EXCERPTED PASSAGE Start Marker

To achieve stabilization, RBI had to raise the repo rate by 0.4 percent and the CRR by 0.5 percent in May 2022, reducing the money supply and aiming for stabilization of the Rupee. Due to inflation, the price of our essential goods, particularly oil, food, etc. will rise, causing households to tighten their spending limits. To address this impending problem, RBI has begun selling forex reserves and started purchasing Indian rupees, therefore balancing the demand and supply situation. Considering the inflation to be high right now, investors are now withdrawing capital from Indian stock markets due to money crunching issues and are sparing no one in their way. No one would want to hold a stock that is bound to fall, this will eventually result in selling of more shares and entering a bearish market. Even our worst foes would also not wish this situation to befall us.

EXCERPTED PASSAGE End Marker

*BRIEF 1*
List every action the passage on the Rupee and inflation says the RBI took.
*BRIEF 2*
Carry on the passage about the Rupee and inflation past its final sentence.
The data that follow come from a separate source and are unrelated to the passage on the Rupee.

MATERIAL PROVIDED Start Marker

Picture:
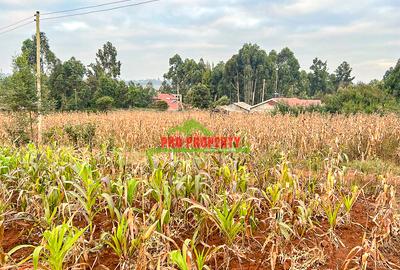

MATERIAL PROVIDED End Marker

*ANSWER AREA 1*
- Raised the repo rate by 0.4 percent in May 2022
- Raised the CRR by 0.5 percent in May 2022
- Began selling forex reserves
- Started purchasing Indian rupees

*ANSWER AREA 2*
This is just one side of the story that had kept us in the dark. The story continues by moving on to the next part, which is the Ukraine-Russia war. It is the part where the hardships have just begun. After months of fighting, the stock market was down by more than 7%. A 7% may not seem substantial in % terms. However, given the expanse of the Indian stock market, it is a monetary loss of INR 13 lakh crores, that is how much the stock market had lost just barely an hour after Russia had declared war. Ukraine and Russia account for more than a quarter of the worldwide wheat market. Ukraine was forced to close its grain terminals on the Black Sea, causing wheat shortages around the world. The war has resulted in new western sanctions being imposed. This in turn, has increased the prices of crude oils and metals. It has made oil so expensive that the stocks of the automobile and manufacturing market are in ruins and have been tapering them of industry profits. Rising fuel prices have impacted every industry, and stock market sentiment has dropped sharply. The price of petrol and diesel have increased by 19 paise per litre between January – April 2022. Despite the fact that it is a conflict between two nations that are not even tied to our borders, its impact has startled everyone since February 2022. The saga still continues to date, with no one spared in this bloodbath.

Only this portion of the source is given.